Go over the data and copy out each line with "stool" in it.

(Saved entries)

::::::::

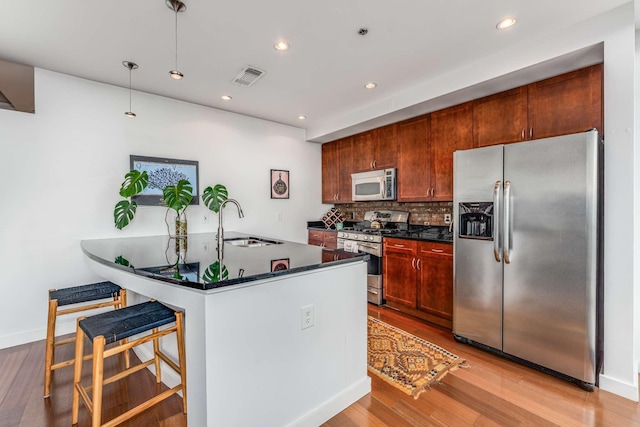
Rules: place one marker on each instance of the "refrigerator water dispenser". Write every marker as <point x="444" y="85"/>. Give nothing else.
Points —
<point x="476" y="220"/>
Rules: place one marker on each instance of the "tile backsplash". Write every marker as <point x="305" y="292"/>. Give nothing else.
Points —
<point x="424" y="213"/>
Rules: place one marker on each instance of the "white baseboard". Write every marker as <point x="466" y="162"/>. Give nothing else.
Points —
<point x="335" y="405"/>
<point x="615" y="386"/>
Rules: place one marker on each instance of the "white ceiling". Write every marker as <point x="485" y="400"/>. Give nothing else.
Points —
<point x="321" y="76"/>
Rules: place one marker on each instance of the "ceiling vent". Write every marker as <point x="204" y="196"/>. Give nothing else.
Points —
<point x="248" y="76"/>
<point x="17" y="87"/>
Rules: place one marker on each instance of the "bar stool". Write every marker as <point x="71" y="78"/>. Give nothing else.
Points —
<point x="106" y="328"/>
<point x="75" y="295"/>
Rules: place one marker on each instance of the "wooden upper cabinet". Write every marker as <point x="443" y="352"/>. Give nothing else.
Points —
<point x="451" y="129"/>
<point x="336" y="171"/>
<point x="386" y="147"/>
<point x="414" y="162"/>
<point x="422" y="148"/>
<point x="345" y="168"/>
<point x="375" y="149"/>
<point x="566" y="104"/>
<point x="363" y="148"/>
<point x="500" y="118"/>
<point x="329" y="172"/>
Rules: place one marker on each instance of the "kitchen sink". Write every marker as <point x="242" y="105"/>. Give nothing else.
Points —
<point x="250" y="242"/>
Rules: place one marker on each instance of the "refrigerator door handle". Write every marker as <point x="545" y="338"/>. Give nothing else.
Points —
<point x="496" y="222"/>
<point x="507" y="223"/>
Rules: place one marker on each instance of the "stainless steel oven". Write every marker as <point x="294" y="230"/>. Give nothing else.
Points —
<point x="346" y="241"/>
<point x="367" y="237"/>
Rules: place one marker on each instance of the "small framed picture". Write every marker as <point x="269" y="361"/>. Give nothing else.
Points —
<point x="280" y="264"/>
<point x="279" y="184"/>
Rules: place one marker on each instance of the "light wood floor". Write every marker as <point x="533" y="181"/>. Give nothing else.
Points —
<point x="492" y="392"/>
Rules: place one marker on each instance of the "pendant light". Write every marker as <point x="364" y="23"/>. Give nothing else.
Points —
<point x="131" y="66"/>
<point x="176" y="6"/>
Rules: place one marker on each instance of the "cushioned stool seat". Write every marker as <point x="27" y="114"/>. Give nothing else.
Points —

::::::::

> [Answer section]
Rules: place one marker on each instance of the "bar stool". Write every marker as <point x="71" y="78"/>. Give nothing else.
Rules: place one marker on each instance of the "cushioned stool seat". Write every marker as <point x="27" y="114"/>. Give nothing else.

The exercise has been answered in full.